##### Records #####

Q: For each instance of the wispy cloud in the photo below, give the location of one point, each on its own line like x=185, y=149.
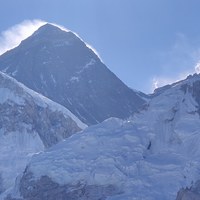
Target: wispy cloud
x=14, y=35
x=182, y=59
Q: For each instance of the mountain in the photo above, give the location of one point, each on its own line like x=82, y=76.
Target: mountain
x=29, y=123
x=59, y=65
x=153, y=155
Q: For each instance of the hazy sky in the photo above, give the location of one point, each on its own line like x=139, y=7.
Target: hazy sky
x=146, y=43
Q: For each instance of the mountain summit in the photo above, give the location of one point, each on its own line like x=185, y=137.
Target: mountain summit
x=59, y=65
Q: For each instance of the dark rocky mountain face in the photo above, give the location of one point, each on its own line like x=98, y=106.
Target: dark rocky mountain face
x=60, y=66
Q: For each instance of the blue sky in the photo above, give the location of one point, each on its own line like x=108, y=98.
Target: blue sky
x=146, y=43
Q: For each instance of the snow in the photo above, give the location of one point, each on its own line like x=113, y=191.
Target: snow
x=150, y=156
x=7, y=94
x=37, y=98
x=16, y=150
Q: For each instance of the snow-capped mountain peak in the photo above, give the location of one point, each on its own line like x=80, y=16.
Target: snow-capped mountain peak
x=55, y=63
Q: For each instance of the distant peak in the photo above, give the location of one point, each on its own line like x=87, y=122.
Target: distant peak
x=49, y=29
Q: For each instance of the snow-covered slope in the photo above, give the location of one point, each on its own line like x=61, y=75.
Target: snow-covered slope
x=150, y=157
x=29, y=123
x=59, y=65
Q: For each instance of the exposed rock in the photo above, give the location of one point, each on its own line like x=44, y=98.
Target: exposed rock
x=47, y=189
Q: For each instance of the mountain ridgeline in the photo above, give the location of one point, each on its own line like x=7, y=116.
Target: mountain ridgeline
x=59, y=65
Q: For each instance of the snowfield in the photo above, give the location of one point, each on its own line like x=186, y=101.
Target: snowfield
x=150, y=156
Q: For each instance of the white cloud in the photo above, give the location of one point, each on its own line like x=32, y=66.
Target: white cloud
x=14, y=35
x=180, y=61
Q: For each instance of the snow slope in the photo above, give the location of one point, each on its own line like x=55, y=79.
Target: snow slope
x=29, y=123
x=150, y=157
x=59, y=65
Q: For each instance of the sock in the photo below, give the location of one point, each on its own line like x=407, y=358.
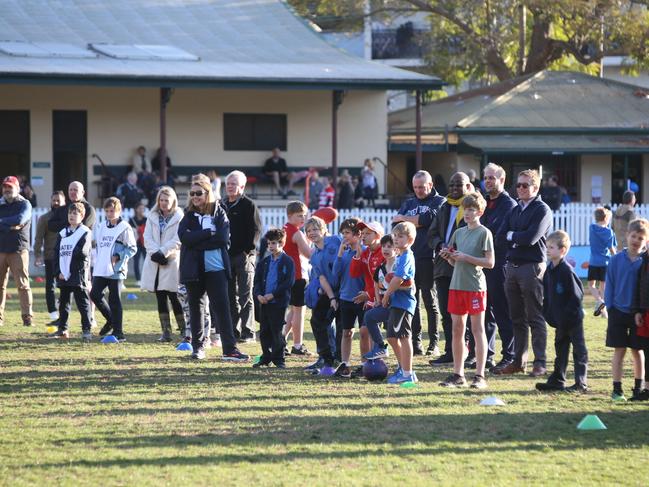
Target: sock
x=617, y=387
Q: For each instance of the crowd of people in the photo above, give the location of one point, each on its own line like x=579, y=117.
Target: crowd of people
x=482, y=265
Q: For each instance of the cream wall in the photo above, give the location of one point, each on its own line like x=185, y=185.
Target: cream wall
x=595, y=165
x=120, y=119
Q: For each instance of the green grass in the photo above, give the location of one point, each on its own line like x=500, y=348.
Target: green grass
x=140, y=413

#####

What to produce: Rewrite every entry above, swapping "photo" for "image" wherever it occurs and keeping everything else the same. Omit the pictures.

Full solution:
Q: For each instance of the wispy cloud in the image below, give the location of one point, each on its own line like x=185, y=149.
Target: wispy cloud
x=14, y=35
x=182, y=59
Q: For each instance of the mountain in the image above, give the location of one point, each on its own line like x=82, y=76.
Target: mountain
x=29, y=123
x=59, y=65
x=153, y=155
Q: For each instance of the hazy sky in the image above, give the location of one point, each on its own line like x=139, y=7.
Target: hazy sky
x=146, y=43
Q: For each instance of the mountain summit in the image above, give the location of one point, each on its own line like x=185, y=137.
Target: mountain summit
x=59, y=65
Q: For each instance of the dark rocky mountain face in the image above, give the location of one point, each on its own line like x=98, y=106.
Target: dark rocky mountain face
x=60, y=66
Q: For each instance of the blue sky in the image above, give the location of one point, each on its own line like x=108, y=98.
Target: blue sky
x=146, y=43
Q: For each instance of the snow in the image above, give the location of one point, each on its own line like x=113, y=191.
Target: snow
x=150, y=156
x=7, y=94
x=37, y=98
x=16, y=150
Q: For each instance of the snow-capped mountain peak in the image above, give the location of one point, each on its own line like x=80, y=16.
Target: snow-capped mountain peak
x=55, y=63
Q: For each instance of the distant peak in the image above, give the location of one point, each on its own line like x=87, y=122.
Target: distant peak
x=49, y=29
Q: For each instance of the snow-covered slope in the image above, give the location of one point, each on its own line like x=61, y=75.
Target: snow-covered slope
x=150, y=157
x=29, y=123
x=59, y=65
Q: For each instance of the exposed rock in the image above, give the location of one point, each on its own line like x=44, y=98.
Target: exposed rock
x=47, y=189
Q: For each instance of the mountain ridgeline in the image above, give the location of one point, each on its own line like x=7, y=116.
Target: mountain ridgeline
x=59, y=65
Q: For each instance of the snowfield in the image above, give the location of one point, each on its own line like x=186, y=101.
Target: snowfield
x=150, y=156
Q: For each instance of the white cloud in the image above, give the location of one point, each on its own line like x=32, y=66.
Target: white cloud
x=14, y=35
x=180, y=61
Q: For each instance of the snow slope in the image above, give the location of one point, each on its own line like x=55, y=79.
Target: snow slope
x=29, y=123
x=150, y=157
x=59, y=65
Q: For each instance of the sock in the image below, give the location of one point, each on its own line like x=407, y=358.
Target: sock
x=617, y=387
Q: For each instance of the crowd of people in the image above, give the location of one point, each on its own line like x=579, y=117.
Target: crowd of people
x=482, y=265
Q: For each instance of the cream wall in the image above, give the location of one point, each on its own line like x=185, y=185.
Target: cream wall
x=595, y=165
x=120, y=119
Q: For each instance of the green grass in the image above, give the location of one point, each on its own line like x=500, y=348.
Target: green grass
x=140, y=413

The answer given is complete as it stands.